Collected data entries:

■ ■ ■

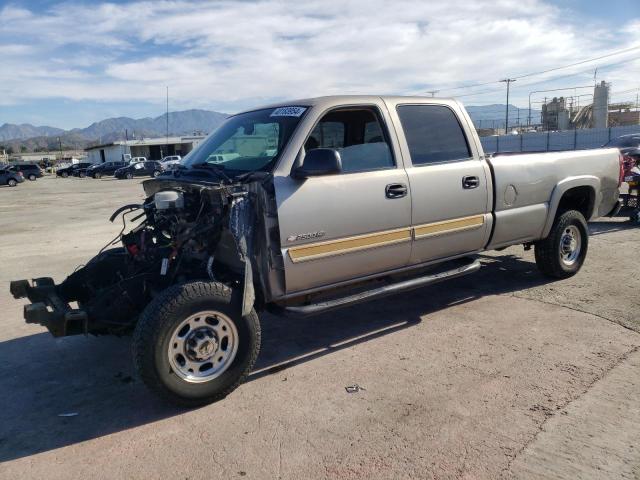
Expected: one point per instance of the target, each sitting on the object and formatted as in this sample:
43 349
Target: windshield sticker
288 112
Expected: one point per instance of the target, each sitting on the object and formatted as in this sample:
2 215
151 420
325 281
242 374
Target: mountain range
26 137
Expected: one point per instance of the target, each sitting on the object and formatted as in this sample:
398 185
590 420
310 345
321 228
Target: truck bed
528 188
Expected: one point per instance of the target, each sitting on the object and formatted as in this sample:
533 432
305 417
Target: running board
471 266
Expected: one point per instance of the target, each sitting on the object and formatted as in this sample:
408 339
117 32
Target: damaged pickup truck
305 207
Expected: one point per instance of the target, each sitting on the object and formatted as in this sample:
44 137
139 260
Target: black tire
549 252
153 335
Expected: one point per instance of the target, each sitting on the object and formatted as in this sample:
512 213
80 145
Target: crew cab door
346 225
451 186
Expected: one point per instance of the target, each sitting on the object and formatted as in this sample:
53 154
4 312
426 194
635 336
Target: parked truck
350 198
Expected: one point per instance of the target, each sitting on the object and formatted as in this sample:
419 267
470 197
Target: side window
433 134
359 136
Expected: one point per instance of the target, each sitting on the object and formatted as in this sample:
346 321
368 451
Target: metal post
506 122
547 140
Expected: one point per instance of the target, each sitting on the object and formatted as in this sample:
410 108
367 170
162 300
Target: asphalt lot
501 374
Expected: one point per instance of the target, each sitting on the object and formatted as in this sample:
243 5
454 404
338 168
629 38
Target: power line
619 52
581 62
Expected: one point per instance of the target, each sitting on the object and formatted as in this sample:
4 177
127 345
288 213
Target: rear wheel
192 346
562 253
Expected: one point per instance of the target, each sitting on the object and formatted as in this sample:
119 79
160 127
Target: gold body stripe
448 226
347 245
340 246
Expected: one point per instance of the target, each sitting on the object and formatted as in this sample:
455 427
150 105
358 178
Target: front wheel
562 253
192 346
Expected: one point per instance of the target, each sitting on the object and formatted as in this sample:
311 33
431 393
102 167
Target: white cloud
234 54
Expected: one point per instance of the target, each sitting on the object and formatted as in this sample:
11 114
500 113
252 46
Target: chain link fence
555 141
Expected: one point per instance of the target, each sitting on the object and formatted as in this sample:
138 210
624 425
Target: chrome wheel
570 245
203 346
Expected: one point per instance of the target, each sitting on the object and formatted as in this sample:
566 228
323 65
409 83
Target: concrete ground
502 374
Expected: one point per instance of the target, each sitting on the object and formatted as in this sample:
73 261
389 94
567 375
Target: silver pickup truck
303 207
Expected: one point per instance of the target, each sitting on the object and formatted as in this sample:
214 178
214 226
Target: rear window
433 134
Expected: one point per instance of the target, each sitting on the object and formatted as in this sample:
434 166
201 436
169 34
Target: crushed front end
187 229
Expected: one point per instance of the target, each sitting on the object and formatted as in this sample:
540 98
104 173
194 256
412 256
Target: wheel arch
575 193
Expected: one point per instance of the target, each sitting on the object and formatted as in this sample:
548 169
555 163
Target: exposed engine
186 233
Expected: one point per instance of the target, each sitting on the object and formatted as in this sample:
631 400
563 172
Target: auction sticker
288 112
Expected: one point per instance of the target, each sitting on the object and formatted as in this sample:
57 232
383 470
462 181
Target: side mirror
319 162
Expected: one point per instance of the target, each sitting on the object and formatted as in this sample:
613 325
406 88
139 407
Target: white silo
601 105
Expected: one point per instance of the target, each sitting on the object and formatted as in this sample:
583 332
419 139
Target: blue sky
68 64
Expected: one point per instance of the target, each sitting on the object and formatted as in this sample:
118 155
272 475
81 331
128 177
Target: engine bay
183 231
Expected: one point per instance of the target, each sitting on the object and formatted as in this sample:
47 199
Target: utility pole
506 121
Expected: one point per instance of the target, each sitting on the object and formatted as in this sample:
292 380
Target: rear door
450 184
345 226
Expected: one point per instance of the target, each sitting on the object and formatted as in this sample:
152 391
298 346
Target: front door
349 225
450 184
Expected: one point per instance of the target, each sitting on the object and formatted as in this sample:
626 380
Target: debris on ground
355 388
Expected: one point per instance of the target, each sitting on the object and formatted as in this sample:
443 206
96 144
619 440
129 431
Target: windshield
248 142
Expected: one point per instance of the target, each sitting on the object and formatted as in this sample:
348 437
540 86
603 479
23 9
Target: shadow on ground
42 378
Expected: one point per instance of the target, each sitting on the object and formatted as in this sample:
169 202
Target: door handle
470 181
395 190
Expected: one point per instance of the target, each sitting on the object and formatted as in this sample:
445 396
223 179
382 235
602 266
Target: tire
562 253
158 359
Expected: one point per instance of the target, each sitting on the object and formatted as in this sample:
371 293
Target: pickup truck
308 206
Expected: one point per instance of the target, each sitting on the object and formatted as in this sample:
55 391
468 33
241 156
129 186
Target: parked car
102 169
140 169
29 170
171 160
67 171
361 197
10 177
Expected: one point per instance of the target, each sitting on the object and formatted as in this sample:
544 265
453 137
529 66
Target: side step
470 266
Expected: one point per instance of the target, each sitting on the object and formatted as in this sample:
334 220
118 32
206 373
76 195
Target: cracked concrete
499 374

■ ■ ■

● Do this
How many lines of the material above contain the string "concrete"? Case counts. Reply with the number only.

● Written solution
2